Acórdão do Tribunal da Relação de Coimbra
Processo:
61/05
Nº Convencional: JTRC
Relator: ANTÓNIO PIÇARRA
Descritores: APOIO JUDICIÁRIO
PEDIDO
NÃO ADMISSIBILIDADE DE RECURSO PARA O TRIBUNAL DA RELAÇÃO
Data do Acordão: 05/24/2006
Tribunal Recurso: COMARCA DE IDANHA-A-NOVA
Texto Integral: S
Meio Processual: RECLAMAÇÃO
Decisão: INDEFERIDA
Legislação Nacional: ARTºS 26º N º 2, 27º, 28º E 29º DA LEI Nº 34/2004, DE 29/07.
Sumário: I – As decisões judiciais são impugnáveis por meio de recurso – artº 676º, nº 1, do CPC - , cuja admissibilidade está condicionada através de limites objectivos, fixados na lei, nomeadamente face à natureza dos interesses envolvidos, à menor relevância das causas ou à repercussão económica para a parte vencida (artº 678º, nº 1, do CPC) .
II – No regime de apoio judiciário instituído pela Lei nº 34/2004, de 29/07, como sucedia, aliás, também na vigência da lei que a precedeu – Lei nº 30-E/2000, de 20/12 -, o legislador entendeu atribuir competência para a sua concessão ao dirigente máximo dos serviços de segurança social (artºs 20º, nº 1, da Lei nº 34/2004, e 21º, nº 1, da Lei nº 30-E/2000), mas submeteu a sua decisão a impugnação judicial – artº 26º, nº 2, da Lei nº 34/2004 .

III – A tramitação desta impugnação, a processar nos termos dos artºs 27º e 28º da Lei nº 34/2004, contempla apenas a intervenção do tribunal da comarca, isto é, da decisão deste tribunal não cabe já novo recurso para o Tribunal da Relação .

> [Informação registada]
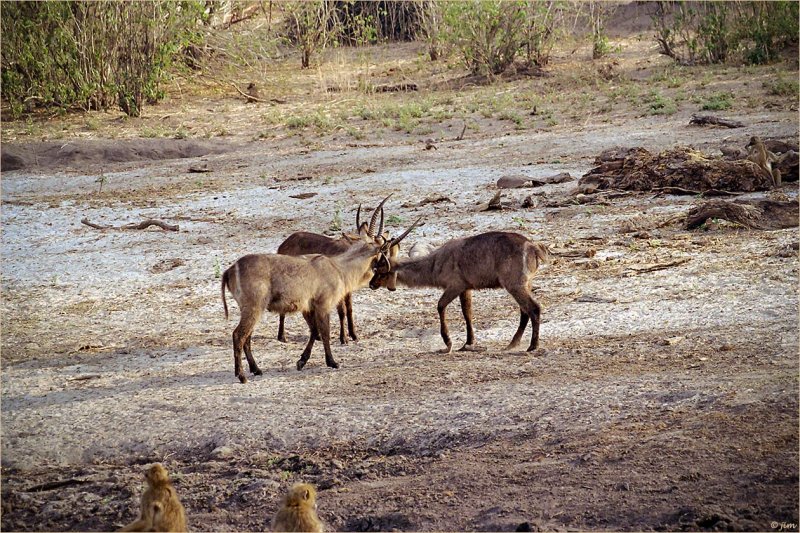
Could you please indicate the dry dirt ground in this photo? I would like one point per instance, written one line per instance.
(659, 400)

> [Requisitos da tarefa] Indique, para cada afirmação, se está de acordo com o acórdão, respondendo sim ou não e citando as palavras decisivas do texto: (a) a competência para conceder o apoio judiciário cabe ao dirigente máximo dos serviços de segurança social; (b) da decisão do tribunal da comarca sobre a impugnação cabe recurso para o Tribunal da Relação; (c) a reclamação foi deferida.

> [Resposta à tarefa]
(a) Sim: «o legislador entendeu atribuir competência para a sua concessão ao dirigente máximo dos serviços de segurança social».
(b) Não: «da decisão deste tribunal não cabe já novo recurso para o Tribunal da Relação».
(c) Não: «Decisão: INDEFERIDA».